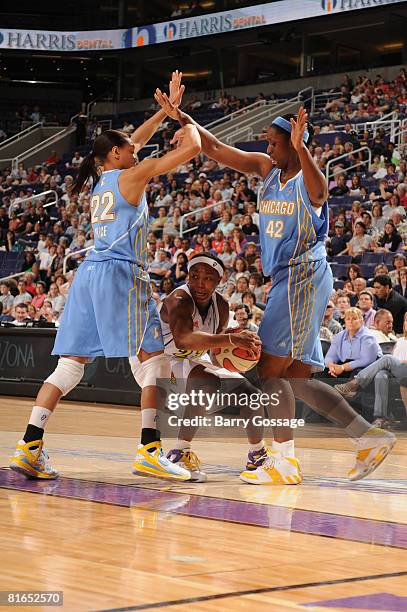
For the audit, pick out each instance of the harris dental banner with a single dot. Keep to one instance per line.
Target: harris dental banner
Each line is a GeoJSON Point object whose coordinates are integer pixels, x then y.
{"type": "Point", "coordinates": [282, 11]}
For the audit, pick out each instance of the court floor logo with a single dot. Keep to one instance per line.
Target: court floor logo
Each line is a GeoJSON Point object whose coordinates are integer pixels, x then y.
{"type": "Point", "coordinates": [329, 5]}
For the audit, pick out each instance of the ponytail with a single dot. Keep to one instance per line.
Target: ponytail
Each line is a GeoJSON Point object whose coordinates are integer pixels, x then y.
{"type": "Point", "coordinates": [101, 147]}
{"type": "Point", "coordinates": [87, 170]}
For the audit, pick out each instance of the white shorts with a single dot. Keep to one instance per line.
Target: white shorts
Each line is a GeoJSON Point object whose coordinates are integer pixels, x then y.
{"type": "Point", "coordinates": [181, 369]}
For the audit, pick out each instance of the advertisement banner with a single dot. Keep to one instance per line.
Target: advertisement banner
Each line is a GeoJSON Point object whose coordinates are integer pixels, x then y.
{"type": "Point", "coordinates": [282, 11]}
{"type": "Point", "coordinates": [245, 18]}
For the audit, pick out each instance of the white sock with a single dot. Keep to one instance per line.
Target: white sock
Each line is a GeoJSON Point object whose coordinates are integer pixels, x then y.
{"type": "Point", "coordinates": [182, 445]}
{"type": "Point", "coordinates": [256, 447]}
{"type": "Point", "coordinates": [286, 449]}
{"type": "Point", "coordinates": [39, 416]}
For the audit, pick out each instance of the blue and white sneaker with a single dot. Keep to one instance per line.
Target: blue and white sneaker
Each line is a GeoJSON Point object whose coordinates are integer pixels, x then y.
{"type": "Point", "coordinates": [150, 460]}
{"type": "Point", "coordinates": [31, 460]}
{"type": "Point", "coordinates": [187, 459]}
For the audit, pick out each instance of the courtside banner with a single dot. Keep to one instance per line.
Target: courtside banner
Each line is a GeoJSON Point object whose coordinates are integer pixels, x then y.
{"type": "Point", "coordinates": [182, 29]}
{"type": "Point", "coordinates": [248, 17]}
{"type": "Point", "coordinates": [41, 40]}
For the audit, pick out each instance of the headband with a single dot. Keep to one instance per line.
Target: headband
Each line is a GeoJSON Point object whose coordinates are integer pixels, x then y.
{"type": "Point", "coordinates": [209, 262]}
{"type": "Point", "coordinates": [286, 126]}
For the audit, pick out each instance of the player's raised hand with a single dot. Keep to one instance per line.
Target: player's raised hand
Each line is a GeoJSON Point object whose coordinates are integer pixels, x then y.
{"type": "Point", "coordinates": [176, 89]}
{"type": "Point", "coordinates": [298, 128]}
{"type": "Point", "coordinates": [166, 105]}
{"type": "Point", "coordinates": [178, 138]}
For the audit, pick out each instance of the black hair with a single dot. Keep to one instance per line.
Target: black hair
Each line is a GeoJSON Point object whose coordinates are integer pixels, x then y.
{"type": "Point", "coordinates": [209, 256]}
{"type": "Point", "coordinates": [310, 128]}
{"type": "Point", "coordinates": [383, 279]}
{"type": "Point", "coordinates": [101, 147]}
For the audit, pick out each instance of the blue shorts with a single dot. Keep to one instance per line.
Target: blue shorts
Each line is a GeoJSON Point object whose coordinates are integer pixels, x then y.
{"type": "Point", "coordinates": [294, 312]}
{"type": "Point", "coordinates": [109, 312]}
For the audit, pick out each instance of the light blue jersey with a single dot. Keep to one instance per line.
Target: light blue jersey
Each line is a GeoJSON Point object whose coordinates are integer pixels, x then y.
{"type": "Point", "coordinates": [120, 229]}
{"type": "Point", "coordinates": [293, 253]}
{"type": "Point", "coordinates": [290, 229]}
{"type": "Point", "coordinates": [110, 310]}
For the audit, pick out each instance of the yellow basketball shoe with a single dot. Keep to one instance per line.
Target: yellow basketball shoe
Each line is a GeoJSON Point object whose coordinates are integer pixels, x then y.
{"type": "Point", "coordinates": [151, 461]}
{"type": "Point", "coordinates": [32, 462]}
{"type": "Point", "coordinates": [373, 448]}
{"type": "Point", "coordinates": [275, 470]}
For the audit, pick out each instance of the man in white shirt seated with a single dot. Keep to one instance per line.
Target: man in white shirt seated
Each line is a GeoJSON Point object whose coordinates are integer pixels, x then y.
{"type": "Point", "coordinates": [383, 327]}
{"type": "Point", "coordinates": [21, 316]}
{"type": "Point", "coordinates": [380, 371]}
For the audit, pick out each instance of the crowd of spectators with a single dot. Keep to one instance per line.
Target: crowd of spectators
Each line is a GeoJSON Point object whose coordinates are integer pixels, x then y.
{"type": "Point", "coordinates": [366, 244]}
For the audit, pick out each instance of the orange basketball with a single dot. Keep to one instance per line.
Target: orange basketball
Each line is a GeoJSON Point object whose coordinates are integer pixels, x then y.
{"type": "Point", "coordinates": [234, 358]}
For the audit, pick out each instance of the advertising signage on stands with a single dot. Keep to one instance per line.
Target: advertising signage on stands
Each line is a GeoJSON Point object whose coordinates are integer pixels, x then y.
{"type": "Point", "coordinates": [183, 29]}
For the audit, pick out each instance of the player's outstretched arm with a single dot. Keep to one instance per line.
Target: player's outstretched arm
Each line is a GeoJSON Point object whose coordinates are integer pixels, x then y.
{"type": "Point", "coordinates": [143, 134]}
{"type": "Point", "coordinates": [314, 180]}
{"type": "Point", "coordinates": [256, 163]}
{"type": "Point", "coordinates": [132, 182]}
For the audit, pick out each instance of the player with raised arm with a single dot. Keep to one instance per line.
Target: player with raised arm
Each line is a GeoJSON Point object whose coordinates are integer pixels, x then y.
{"type": "Point", "coordinates": [293, 228]}
{"type": "Point", "coordinates": [110, 311]}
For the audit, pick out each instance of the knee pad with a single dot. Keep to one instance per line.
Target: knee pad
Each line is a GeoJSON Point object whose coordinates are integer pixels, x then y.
{"type": "Point", "coordinates": [147, 373]}
{"type": "Point", "coordinates": [67, 375]}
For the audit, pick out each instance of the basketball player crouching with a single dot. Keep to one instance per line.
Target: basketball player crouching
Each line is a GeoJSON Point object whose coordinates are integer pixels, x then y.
{"type": "Point", "coordinates": [194, 318]}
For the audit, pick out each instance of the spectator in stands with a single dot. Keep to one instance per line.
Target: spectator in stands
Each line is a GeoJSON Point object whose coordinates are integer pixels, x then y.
{"type": "Point", "coordinates": [359, 243]}
{"type": "Point", "coordinates": [76, 160]}
{"type": "Point", "coordinates": [158, 223]}
{"type": "Point", "coordinates": [365, 304]}
{"type": "Point", "coordinates": [329, 322]}
{"type": "Point", "coordinates": [23, 296]}
{"type": "Point", "coordinates": [390, 300]}
{"type": "Point", "coordinates": [342, 305]}
{"type": "Point", "coordinates": [383, 326]}
{"type": "Point", "coordinates": [378, 221]}
{"type": "Point", "coordinates": [21, 317]}
{"type": "Point", "coordinates": [340, 188]}
{"type": "Point", "coordinates": [6, 299]}
{"type": "Point", "coordinates": [337, 244]}
{"type": "Point", "coordinates": [353, 348]}
{"type": "Point", "coordinates": [158, 269]}
{"type": "Point", "coordinates": [242, 318]}
{"type": "Point", "coordinates": [242, 285]}
{"type": "Point", "coordinates": [39, 296]}
{"type": "Point", "coordinates": [390, 240]}
{"type": "Point", "coordinates": [207, 224]}
{"type": "Point", "coordinates": [226, 225]}
{"type": "Point", "coordinates": [390, 365]}
{"type": "Point", "coordinates": [401, 286]}
{"type": "Point", "coordinates": [179, 270]}
{"type": "Point", "coordinates": [399, 261]}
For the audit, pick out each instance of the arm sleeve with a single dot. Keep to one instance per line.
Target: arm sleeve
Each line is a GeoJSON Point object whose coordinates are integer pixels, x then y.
{"type": "Point", "coordinates": [369, 350]}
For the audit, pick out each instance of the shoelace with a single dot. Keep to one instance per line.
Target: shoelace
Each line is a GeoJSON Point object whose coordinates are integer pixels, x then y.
{"type": "Point", "coordinates": [191, 460]}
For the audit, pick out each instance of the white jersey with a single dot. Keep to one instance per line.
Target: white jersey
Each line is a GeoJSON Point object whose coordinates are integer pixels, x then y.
{"type": "Point", "coordinates": [209, 325]}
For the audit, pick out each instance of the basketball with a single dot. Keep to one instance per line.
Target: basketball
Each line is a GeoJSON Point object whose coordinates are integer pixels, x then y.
{"type": "Point", "coordinates": [234, 358]}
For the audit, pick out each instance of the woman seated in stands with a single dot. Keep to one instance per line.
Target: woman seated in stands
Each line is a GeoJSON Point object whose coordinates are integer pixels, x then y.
{"type": "Point", "coordinates": [390, 240]}
{"type": "Point", "coordinates": [352, 349]}
{"type": "Point", "coordinates": [359, 243]}
{"type": "Point", "coordinates": [357, 189]}
{"type": "Point", "coordinates": [401, 286]}
{"type": "Point", "coordinates": [378, 221]}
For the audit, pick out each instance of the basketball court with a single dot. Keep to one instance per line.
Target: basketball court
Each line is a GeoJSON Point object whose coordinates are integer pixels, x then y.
{"type": "Point", "coordinates": [113, 541]}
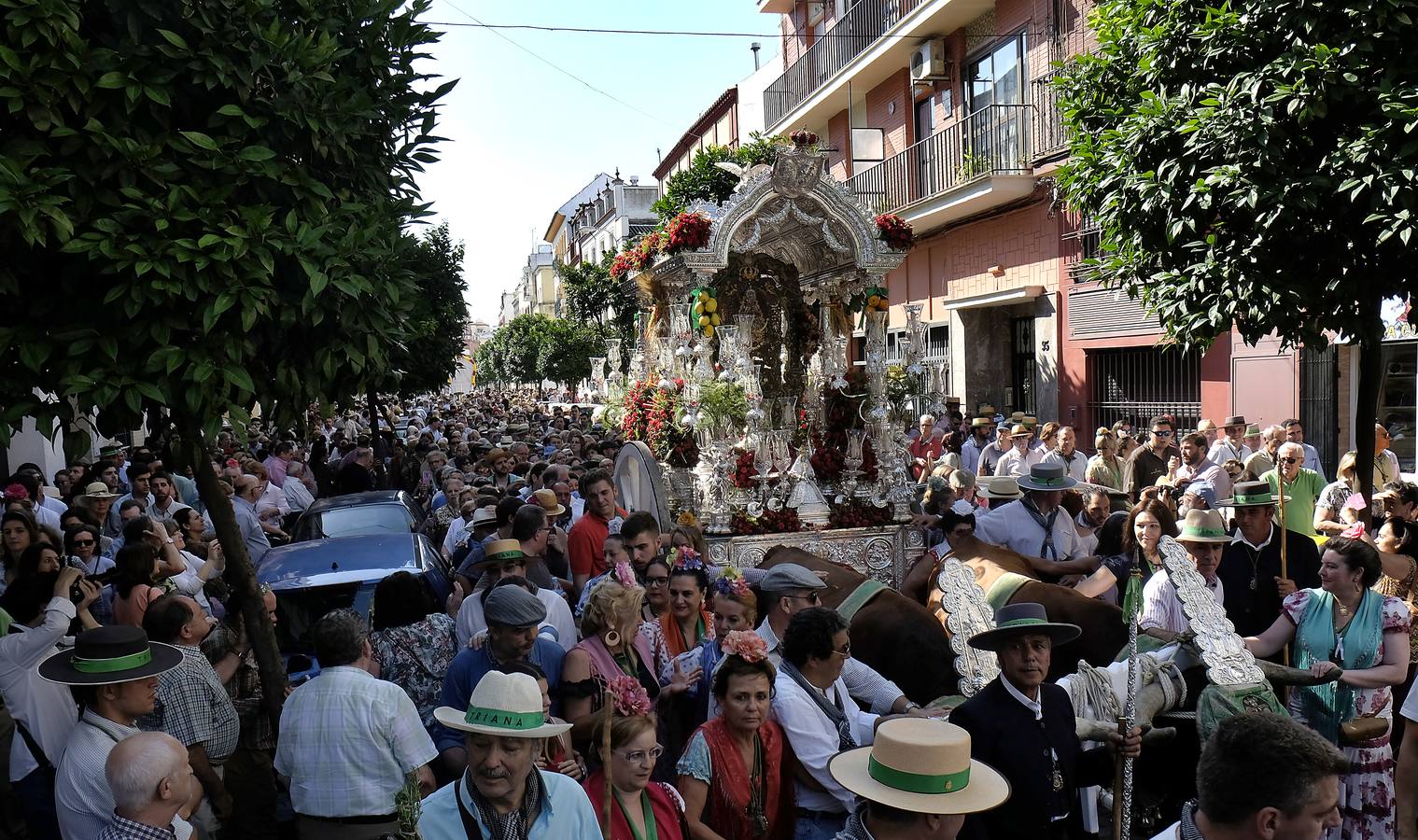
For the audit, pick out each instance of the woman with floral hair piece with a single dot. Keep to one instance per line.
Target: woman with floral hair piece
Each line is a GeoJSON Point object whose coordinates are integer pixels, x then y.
{"type": "Point", "coordinates": [734, 774]}
{"type": "Point", "coordinates": [735, 608]}
{"type": "Point", "coordinates": [611, 646]}
{"type": "Point", "coordinates": [639, 809]}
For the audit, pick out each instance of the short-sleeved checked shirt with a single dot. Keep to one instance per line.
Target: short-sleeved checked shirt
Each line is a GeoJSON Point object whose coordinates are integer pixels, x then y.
{"type": "Point", "coordinates": [120, 829]}
{"type": "Point", "coordinates": [193, 707]}
{"type": "Point", "coordinates": [346, 744]}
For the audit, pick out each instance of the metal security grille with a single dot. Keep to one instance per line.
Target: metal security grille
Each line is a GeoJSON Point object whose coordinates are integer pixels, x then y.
{"type": "Point", "coordinates": [1319, 403]}
{"type": "Point", "coordinates": [1139, 384]}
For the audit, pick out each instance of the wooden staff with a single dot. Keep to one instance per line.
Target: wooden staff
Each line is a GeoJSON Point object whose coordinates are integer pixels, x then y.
{"type": "Point", "coordinates": [1285, 569]}
{"type": "Point", "coordinates": [1117, 783]}
{"type": "Point", "coordinates": [609, 708]}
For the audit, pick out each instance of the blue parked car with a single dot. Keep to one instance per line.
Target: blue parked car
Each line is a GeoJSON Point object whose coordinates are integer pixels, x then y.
{"type": "Point", "coordinates": [321, 575]}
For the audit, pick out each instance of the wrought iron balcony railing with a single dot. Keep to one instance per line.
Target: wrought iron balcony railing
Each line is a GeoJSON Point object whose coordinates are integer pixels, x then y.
{"type": "Point", "coordinates": [991, 141]}
{"type": "Point", "coordinates": [857, 30]}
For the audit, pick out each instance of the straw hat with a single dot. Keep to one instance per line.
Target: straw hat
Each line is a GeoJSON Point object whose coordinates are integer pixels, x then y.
{"type": "Point", "coordinates": [920, 765]}
{"type": "Point", "coordinates": [1048, 476]}
{"type": "Point", "coordinates": [502, 704]}
{"type": "Point", "coordinates": [1204, 526]}
{"type": "Point", "coordinates": [548, 499]}
{"type": "Point", "coordinates": [1251, 494]}
{"type": "Point", "coordinates": [1022, 619]}
{"type": "Point", "coordinates": [1002, 487]}
{"type": "Point", "coordinates": [98, 490]}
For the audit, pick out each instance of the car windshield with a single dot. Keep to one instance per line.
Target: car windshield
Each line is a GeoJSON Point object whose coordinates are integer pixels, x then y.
{"type": "Point", "coordinates": [300, 609]}
{"type": "Point", "coordinates": [357, 521]}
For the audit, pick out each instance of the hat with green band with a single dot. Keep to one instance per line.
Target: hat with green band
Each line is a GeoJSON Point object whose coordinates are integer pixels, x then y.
{"type": "Point", "coordinates": [1048, 476]}
{"type": "Point", "coordinates": [1251, 494]}
{"type": "Point", "coordinates": [920, 765]}
{"type": "Point", "coordinates": [1204, 526]}
{"type": "Point", "coordinates": [1022, 619]}
{"type": "Point", "coordinates": [104, 656]}
{"type": "Point", "coordinates": [502, 704]}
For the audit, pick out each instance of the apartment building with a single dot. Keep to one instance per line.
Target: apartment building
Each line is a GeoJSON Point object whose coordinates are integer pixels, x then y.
{"type": "Point", "coordinates": [942, 111]}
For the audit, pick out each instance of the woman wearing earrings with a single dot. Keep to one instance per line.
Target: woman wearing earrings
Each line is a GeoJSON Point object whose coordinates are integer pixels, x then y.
{"type": "Point", "coordinates": [1346, 624]}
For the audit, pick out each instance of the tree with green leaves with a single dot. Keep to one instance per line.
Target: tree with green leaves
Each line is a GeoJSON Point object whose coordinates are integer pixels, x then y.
{"type": "Point", "coordinates": [533, 348]}
{"type": "Point", "coordinates": [707, 182]}
{"type": "Point", "coordinates": [202, 206]}
{"type": "Point", "coordinates": [1253, 165]}
{"type": "Point", "coordinates": [437, 319]}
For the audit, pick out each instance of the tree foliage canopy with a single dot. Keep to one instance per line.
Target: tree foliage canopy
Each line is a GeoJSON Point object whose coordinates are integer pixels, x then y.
{"type": "Point", "coordinates": [1251, 163]}
{"type": "Point", "coordinates": [202, 203]}
{"type": "Point", "coordinates": [705, 182]}
{"type": "Point", "coordinates": [533, 348]}
{"type": "Point", "coordinates": [439, 315]}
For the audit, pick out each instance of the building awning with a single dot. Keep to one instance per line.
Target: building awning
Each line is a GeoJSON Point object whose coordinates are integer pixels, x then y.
{"type": "Point", "coordinates": [1002, 299]}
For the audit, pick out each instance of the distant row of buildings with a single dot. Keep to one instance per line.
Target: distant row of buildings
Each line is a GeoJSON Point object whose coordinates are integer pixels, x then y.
{"type": "Point", "coordinates": [943, 111]}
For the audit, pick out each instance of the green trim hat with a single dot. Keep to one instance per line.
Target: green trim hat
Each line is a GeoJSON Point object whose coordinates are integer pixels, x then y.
{"type": "Point", "coordinates": [1204, 526]}
{"type": "Point", "coordinates": [1251, 494]}
{"type": "Point", "coordinates": [1022, 619]}
{"type": "Point", "coordinates": [1048, 476]}
{"type": "Point", "coordinates": [920, 765]}
{"type": "Point", "coordinates": [502, 704]}
{"type": "Point", "coordinates": [104, 656]}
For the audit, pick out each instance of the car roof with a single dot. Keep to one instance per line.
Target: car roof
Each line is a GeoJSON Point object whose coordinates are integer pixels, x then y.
{"type": "Point", "coordinates": [374, 497]}
{"type": "Point", "coordinates": [342, 559]}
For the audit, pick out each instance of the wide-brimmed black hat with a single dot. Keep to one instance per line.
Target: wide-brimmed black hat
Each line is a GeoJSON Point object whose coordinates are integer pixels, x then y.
{"type": "Point", "coordinates": [1022, 619]}
{"type": "Point", "coordinates": [104, 656]}
{"type": "Point", "coordinates": [1251, 494]}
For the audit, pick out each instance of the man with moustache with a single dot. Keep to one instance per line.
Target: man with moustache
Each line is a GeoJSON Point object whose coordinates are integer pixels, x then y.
{"type": "Point", "coordinates": [114, 673]}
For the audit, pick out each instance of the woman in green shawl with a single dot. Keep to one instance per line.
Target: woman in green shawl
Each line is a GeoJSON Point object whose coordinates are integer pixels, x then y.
{"type": "Point", "coordinates": [1346, 624]}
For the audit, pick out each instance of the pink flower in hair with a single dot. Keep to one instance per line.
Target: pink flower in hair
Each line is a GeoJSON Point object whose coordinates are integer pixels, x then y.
{"type": "Point", "coordinates": [746, 644]}
{"type": "Point", "coordinates": [630, 697]}
{"type": "Point", "coordinates": [732, 582]}
{"type": "Point", "coordinates": [625, 576]}
{"type": "Point", "coordinates": [686, 558]}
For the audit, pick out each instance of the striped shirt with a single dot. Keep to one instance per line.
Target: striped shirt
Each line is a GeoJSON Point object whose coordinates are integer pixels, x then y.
{"type": "Point", "coordinates": [346, 744]}
{"type": "Point", "coordinates": [863, 681]}
{"type": "Point", "coordinates": [82, 799]}
{"type": "Point", "coordinates": [193, 707]}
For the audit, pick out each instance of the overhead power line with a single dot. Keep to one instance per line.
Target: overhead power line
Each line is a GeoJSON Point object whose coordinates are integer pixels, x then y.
{"type": "Point", "coordinates": [562, 70]}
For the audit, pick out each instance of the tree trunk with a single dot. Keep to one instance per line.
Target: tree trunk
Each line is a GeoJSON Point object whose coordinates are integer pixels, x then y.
{"type": "Point", "coordinates": [240, 573]}
{"type": "Point", "coordinates": [1366, 400]}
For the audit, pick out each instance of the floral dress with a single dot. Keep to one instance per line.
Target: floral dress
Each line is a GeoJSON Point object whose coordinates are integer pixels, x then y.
{"type": "Point", "coordinates": [1366, 795]}
{"type": "Point", "coordinates": [415, 657]}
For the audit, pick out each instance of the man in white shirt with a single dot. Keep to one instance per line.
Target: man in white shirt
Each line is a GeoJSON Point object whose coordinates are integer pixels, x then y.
{"type": "Point", "coordinates": [1075, 463]}
{"type": "Point", "coordinates": [297, 494]}
{"type": "Point", "coordinates": [164, 498]}
{"type": "Point", "coordinates": [44, 712]}
{"type": "Point", "coordinates": [1021, 455]}
{"type": "Point", "coordinates": [1229, 447]}
{"type": "Point", "coordinates": [1037, 525]}
{"type": "Point", "coordinates": [1312, 457]}
{"type": "Point", "coordinates": [817, 715]}
{"type": "Point", "coordinates": [1197, 467]}
{"type": "Point", "coordinates": [1204, 537]}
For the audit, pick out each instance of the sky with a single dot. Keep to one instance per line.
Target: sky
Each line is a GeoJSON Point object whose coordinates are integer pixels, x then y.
{"type": "Point", "coordinates": [524, 136]}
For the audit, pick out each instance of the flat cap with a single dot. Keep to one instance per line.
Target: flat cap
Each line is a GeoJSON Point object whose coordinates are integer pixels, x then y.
{"type": "Point", "coordinates": [513, 606]}
{"type": "Point", "coordinates": [790, 576]}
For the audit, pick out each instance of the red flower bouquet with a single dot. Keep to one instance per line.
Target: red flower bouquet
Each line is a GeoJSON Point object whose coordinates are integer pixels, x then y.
{"type": "Point", "coordinates": [688, 231]}
{"type": "Point", "coordinates": [895, 231]}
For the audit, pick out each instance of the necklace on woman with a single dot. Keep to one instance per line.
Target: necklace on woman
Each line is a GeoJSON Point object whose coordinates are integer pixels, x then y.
{"type": "Point", "coordinates": [648, 815]}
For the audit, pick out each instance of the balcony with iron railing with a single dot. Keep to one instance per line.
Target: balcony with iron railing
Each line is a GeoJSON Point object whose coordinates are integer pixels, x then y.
{"type": "Point", "coordinates": [977, 163]}
{"type": "Point", "coordinates": [857, 30]}
{"type": "Point", "coordinates": [871, 41]}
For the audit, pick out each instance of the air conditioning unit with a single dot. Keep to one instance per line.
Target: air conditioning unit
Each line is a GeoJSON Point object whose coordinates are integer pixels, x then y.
{"type": "Point", "coordinates": [928, 62]}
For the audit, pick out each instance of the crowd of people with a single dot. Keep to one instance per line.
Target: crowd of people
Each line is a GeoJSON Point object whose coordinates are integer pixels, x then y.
{"type": "Point", "coordinates": [595, 667]}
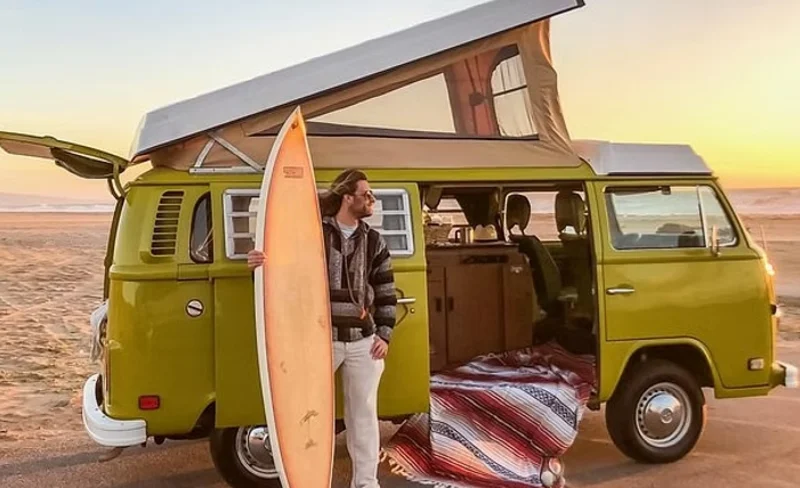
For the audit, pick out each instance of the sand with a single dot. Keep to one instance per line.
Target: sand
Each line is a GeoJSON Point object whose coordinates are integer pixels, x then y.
{"type": "Point", "coordinates": [51, 278]}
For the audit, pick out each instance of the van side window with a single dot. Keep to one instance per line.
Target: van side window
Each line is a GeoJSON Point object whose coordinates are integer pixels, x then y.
{"type": "Point", "coordinates": [655, 218]}
{"type": "Point", "coordinates": [240, 222]}
{"type": "Point", "coordinates": [391, 217]}
{"type": "Point", "coordinates": [715, 215]}
{"type": "Point", "coordinates": [202, 239]}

----

Brief =>
Please reproduce nothing but the lines from the one containing "For the audit, pick out each instance of the air" through the closing line of the listing, retyped word for word, pictures excluded.

Response below =>
For the audit, pick out each instance of the air conditioning unit with a single dot. Keep to one instance per line.
Target: air conditioning unit
Each line is a GeoJSON Point object whose coordinates are integer pixels, x then y.
{"type": "Point", "coordinates": [928, 62]}
For the audit, pick out each instance of the crowd of people with a single dot. Keep to one instance per line.
Target: crowd of people
Each line is a GeoJSON Point object whose coordinates are integer pixels, x then y.
{"type": "Point", "coordinates": [595, 667]}
For the audit, pick out each instance of the sand with a single dot. Keep to one instance per line.
Target: sand
Each line is a GeoJSON Point object whose coordinates are integer pixels, x then y.
{"type": "Point", "coordinates": [51, 278]}
For the audit, pick out each instance of the van side window with a single dot. Keep to one instance per line.
Target: van side window
Each line is a GeoJSON Point object whose coordinates are integer pixels, x then y.
{"type": "Point", "coordinates": [655, 218]}
{"type": "Point", "coordinates": [240, 222]}
{"type": "Point", "coordinates": [391, 217]}
{"type": "Point", "coordinates": [715, 215]}
{"type": "Point", "coordinates": [202, 239]}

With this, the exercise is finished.